(Dataset records)
>>>

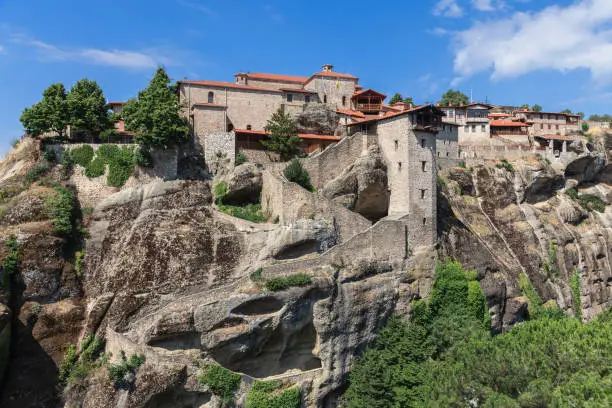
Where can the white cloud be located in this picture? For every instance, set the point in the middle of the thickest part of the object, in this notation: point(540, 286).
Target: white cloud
point(448, 8)
point(559, 38)
point(145, 59)
point(197, 6)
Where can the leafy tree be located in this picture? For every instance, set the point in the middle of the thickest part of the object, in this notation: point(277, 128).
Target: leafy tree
point(87, 106)
point(395, 99)
point(51, 114)
point(283, 138)
point(155, 114)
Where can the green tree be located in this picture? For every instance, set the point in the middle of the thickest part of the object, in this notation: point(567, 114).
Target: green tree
point(155, 114)
point(395, 99)
point(51, 114)
point(283, 138)
point(87, 105)
point(454, 98)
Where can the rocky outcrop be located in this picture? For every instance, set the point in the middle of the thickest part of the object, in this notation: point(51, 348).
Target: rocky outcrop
point(362, 187)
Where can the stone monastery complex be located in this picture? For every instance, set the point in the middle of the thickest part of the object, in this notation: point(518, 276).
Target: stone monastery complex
point(228, 118)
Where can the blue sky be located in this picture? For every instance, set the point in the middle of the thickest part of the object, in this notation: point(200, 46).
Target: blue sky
point(554, 53)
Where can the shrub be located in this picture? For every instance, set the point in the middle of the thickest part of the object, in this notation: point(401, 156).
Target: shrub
point(240, 159)
point(82, 155)
point(269, 394)
point(296, 173)
point(78, 262)
point(143, 158)
point(119, 372)
point(221, 381)
point(60, 208)
point(36, 172)
point(283, 282)
point(95, 168)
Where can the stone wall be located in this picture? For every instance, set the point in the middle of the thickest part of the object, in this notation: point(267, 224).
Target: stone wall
point(290, 202)
point(331, 162)
point(220, 151)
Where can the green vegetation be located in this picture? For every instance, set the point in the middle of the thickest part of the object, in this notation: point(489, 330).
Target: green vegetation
point(240, 159)
point(589, 202)
point(446, 357)
point(284, 282)
point(36, 172)
point(119, 372)
point(296, 173)
point(454, 98)
point(221, 381)
point(273, 394)
point(60, 208)
point(505, 165)
point(575, 286)
point(283, 138)
point(78, 262)
point(10, 265)
point(155, 114)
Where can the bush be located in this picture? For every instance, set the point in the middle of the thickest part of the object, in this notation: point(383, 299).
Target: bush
point(284, 282)
point(78, 262)
point(82, 155)
point(119, 372)
point(143, 158)
point(60, 207)
point(296, 173)
point(221, 381)
point(95, 168)
point(36, 172)
point(270, 394)
point(240, 159)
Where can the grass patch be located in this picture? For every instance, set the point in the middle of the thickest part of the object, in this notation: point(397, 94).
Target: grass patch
point(296, 173)
point(589, 202)
point(273, 394)
point(284, 282)
point(221, 381)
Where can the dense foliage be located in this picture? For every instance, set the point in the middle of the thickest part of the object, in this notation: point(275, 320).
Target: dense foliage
point(446, 357)
point(296, 173)
point(155, 114)
point(283, 138)
point(454, 98)
point(273, 394)
point(221, 381)
point(284, 282)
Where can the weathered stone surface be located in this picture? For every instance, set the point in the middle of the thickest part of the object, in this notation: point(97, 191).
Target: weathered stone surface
point(243, 185)
point(362, 187)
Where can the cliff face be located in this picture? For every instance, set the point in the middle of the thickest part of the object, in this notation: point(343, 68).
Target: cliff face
point(168, 276)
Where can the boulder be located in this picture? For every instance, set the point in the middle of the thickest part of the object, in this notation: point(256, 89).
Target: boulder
point(243, 185)
point(362, 187)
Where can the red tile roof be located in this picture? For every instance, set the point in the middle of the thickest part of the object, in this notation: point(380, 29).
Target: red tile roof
point(275, 77)
point(221, 84)
point(505, 123)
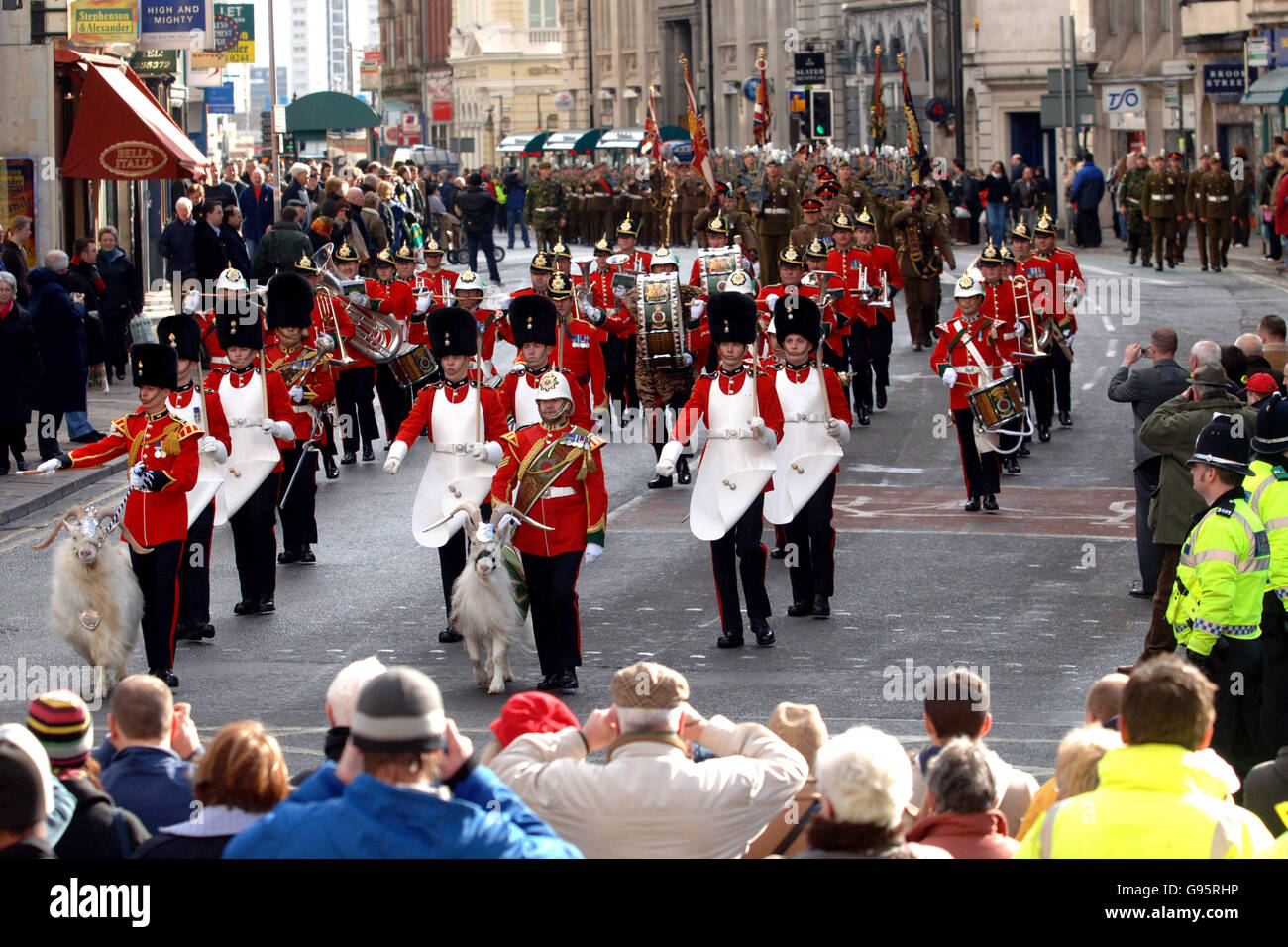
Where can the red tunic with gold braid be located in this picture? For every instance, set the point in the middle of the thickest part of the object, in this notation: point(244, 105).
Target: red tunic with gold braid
point(576, 505)
point(318, 384)
point(165, 444)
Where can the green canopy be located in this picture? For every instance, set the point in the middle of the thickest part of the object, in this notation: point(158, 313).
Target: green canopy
point(322, 111)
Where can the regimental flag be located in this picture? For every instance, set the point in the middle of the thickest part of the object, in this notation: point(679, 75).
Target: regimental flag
point(877, 108)
point(918, 161)
point(698, 134)
point(764, 114)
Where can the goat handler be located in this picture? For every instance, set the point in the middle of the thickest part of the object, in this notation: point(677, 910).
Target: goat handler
point(465, 423)
point(163, 460)
point(553, 474)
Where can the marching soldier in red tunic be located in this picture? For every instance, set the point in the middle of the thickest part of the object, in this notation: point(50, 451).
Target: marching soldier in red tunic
point(535, 325)
point(553, 474)
point(739, 407)
point(197, 405)
point(307, 373)
point(965, 359)
point(355, 384)
point(262, 425)
point(162, 453)
point(465, 423)
point(815, 427)
point(1065, 294)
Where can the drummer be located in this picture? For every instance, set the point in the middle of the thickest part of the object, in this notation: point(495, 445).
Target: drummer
point(966, 359)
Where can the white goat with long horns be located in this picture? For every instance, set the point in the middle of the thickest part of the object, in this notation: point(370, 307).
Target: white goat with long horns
point(489, 598)
point(95, 602)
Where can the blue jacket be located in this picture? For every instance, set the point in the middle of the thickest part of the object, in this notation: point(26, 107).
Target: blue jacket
point(153, 784)
point(257, 215)
point(370, 818)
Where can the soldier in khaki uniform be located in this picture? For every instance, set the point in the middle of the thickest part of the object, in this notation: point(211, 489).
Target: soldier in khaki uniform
point(811, 224)
point(546, 208)
point(1215, 201)
point(1159, 198)
point(776, 215)
point(1194, 213)
point(1181, 179)
point(917, 235)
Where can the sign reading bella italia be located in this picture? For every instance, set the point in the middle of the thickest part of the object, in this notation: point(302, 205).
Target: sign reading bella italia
point(133, 158)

<<<

_BRIEF_.
Reproduce all the rows above with "in this picture" changed to "in this image" wherever it appears, keeping everything else the same. Omit the pictures.

_TASK OUTPUT_.
Where can the white cloud be located in this image? For every instance, set the point in the middle of the thickest part of the object, in this notation: point(540, 286).
Target: white cloud
point(448, 8)
point(559, 38)
point(145, 59)
point(197, 6)
Where can the leafy tree be located in this image? For every instance, set the point in the middle of the thickest part of the object, in this notation: point(277, 128).
Target: leafy tree
point(87, 106)
point(395, 99)
point(51, 114)
point(283, 138)
point(155, 114)
Where can the green tree be located in this image? For every instance, set the point in the middle of the thickest part of the object, in this notation: point(567, 114).
Target: green tree
point(155, 114)
point(395, 99)
point(51, 114)
point(283, 138)
point(87, 105)
point(454, 98)
Where can the rocky outcrop be located in this image? For every instance, set the point in the middle of the thickest part of the object, in this notation: point(51, 348).
Target: rocky outcrop
point(362, 187)
Where can the stone monastery complex be located in this image? For every instance, set the point in the middle of the thickest part of the object, in this notation: point(518, 276).
Target: stone monastery complex
point(228, 118)
Where can the blue sky be located in this image? For every instance, set the point in the middle of the thickest part of the object, in this notation: point(200, 46).
Target: blue sky
point(554, 53)
Where can the shrub be located in this image? For every instance, set the point in the middle of the thickest part of the object, in this notation: point(401, 156).
Target: shrub
point(240, 159)
point(82, 155)
point(269, 394)
point(296, 173)
point(78, 262)
point(143, 158)
point(119, 372)
point(221, 381)
point(60, 208)
point(36, 172)
point(283, 282)
point(95, 168)
Where can the stone wall be located in this image? For every instance, set the point in the middle of the thickest part of the object, in this notation: point(267, 224).
Target: stone wall
point(290, 202)
point(331, 162)
point(220, 151)
Where can the green vegetation be located in this image? For every instance, set the point in the middle of the thickest part of the object, in this notation: point(489, 330).
Target: green vegetation
point(240, 159)
point(589, 202)
point(446, 357)
point(284, 282)
point(36, 172)
point(119, 372)
point(296, 173)
point(454, 98)
point(221, 381)
point(273, 394)
point(60, 208)
point(505, 165)
point(575, 286)
point(283, 138)
point(78, 262)
point(10, 265)
point(155, 114)
Where can the bush be located in this image? For every instance, set the point in the middle of the thickest part of the object, in this notation: point(383, 299).
Target: bush
point(284, 282)
point(78, 262)
point(82, 155)
point(119, 372)
point(143, 158)
point(60, 207)
point(296, 173)
point(221, 381)
point(95, 168)
point(36, 172)
point(270, 394)
point(240, 159)
Where can the grass patch be located in this image? For every instance, set the point in the middle of the thickest part of the object, in this notation: point(397, 94).
Target: grass patch
point(296, 173)
point(589, 202)
point(273, 394)
point(284, 282)
point(221, 381)
Where can the dense foliage be located in this image? For every instance, set the point in the middle of the thickest part of the object, in this notation: point(275, 320).
Target: dense foliage
point(446, 357)
point(296, 173)
point(155, 114)
point(283, 138)
point(454, 98)
point(273, 394)
point(221, 381)
point(284, 282)
Where can the weathered stone surface be located in this image? For every instance, set the point in the middle of the thickest part of the object, in this notation: point(97, 191).
Target: weathered stone surface
point(243, 185)
point(362, 187)
Where can the cliff face be located in this image? For every instance, set the point in the middle of the thickest part of the object, in this notation: point(343, 68).
Target: cliff face
point(168, 276)
Where can the boulder be located in this image? For every instance, set the point in the middle of the thickest part of the object, in this notation: point(256, 89).
Target: boulder
point(243, 185)
point(362, 187)
Where can the red tile roof be located in this image? For every instance, set the point in the middle of the thickest part of the object, in this notation: point(380, 29).
Target: red tile roof
point(275, 77)
point(221, 84)
point(505, 123)
Where can the red tunic with gold braid be located in this image? For every instance, set the point in the middle of the thickest part of the object, in this notation: point(244, 105).
Target: red tunic with gold braid
point(576, 505)
point(318, 384)
point(165, 444)
Where can the green canopy be located in this image? For every instance, set the point in the middle of the thickest part of the object, in this notation: point(158, 313).
Target: green canopy
point(322, 111)
Where can the regimental flag be located in this image? For every instance, set the point in the middle of the thickest part of the object, in this notation: point(679, 75).
Target: regimental flag
point(877, 108)
point(918, 161)
point(698, 134)
point(764, 114)
Where can the goat handler be located in this image? For every instance, set the point in the middle of the thickest part of the object, in this notation: point(677, 910).
Target: goat handler
point(465, 423)
point(163, 460)
point(553, 474)
Where can the marching soldier in red tunic be located in this image? For every instance, set the point in the middle of the thickest part of the object, in this notation: point(50, 451).
Target: marching soldier in red tunic
point(535, 325)
point(553, 474)
point(739, 407)
point(197, 405)
point(307, 373)
point(965, 359)
point(355, 384)
point(262, 425)
point(162, 453)
point(465, 423)
point(815, 427)
point(1065, 294)
Where can the drummer be located in this image? For every instance, set the point in the middle of the thickest part of the object, in this notation: point(495, 445).
Target: drummer
point(966, 359)
Where can the white goat with long horns be located in this image? For every instance, set the point in the middle of the thickest part of the object, in this notation: point(370, 307).
Target: white goat with long horns
point(489, 598)
point(95, 602)
Where can the blue jacket be located in this image? For every instance, set the point in the middle of the thickest part of the object, in this notation: point(26, 107).
Target: blue jacket
point(153, 784)
point(257, 215)
point(370, 818)
Where can the soldier in khaki uniform be located in this image? For every instance, set the point in the middle of the thickest part of the object, in this notation: point(211, 489).
Target: soldier in khaki uniform
point(811, 224)
point(546, 208)
point(1215, 201)
point(1159, 198)
point(776, 215)
point(1194, 213)
point(1181, 179)
point(917, 235)
Where can the sign reading bella italia be located in this image? For every instance, set the point in the middle of the thickest part of the object, in this notation: point(302, 205).
Target: sign reading bella italia
point(133, 158)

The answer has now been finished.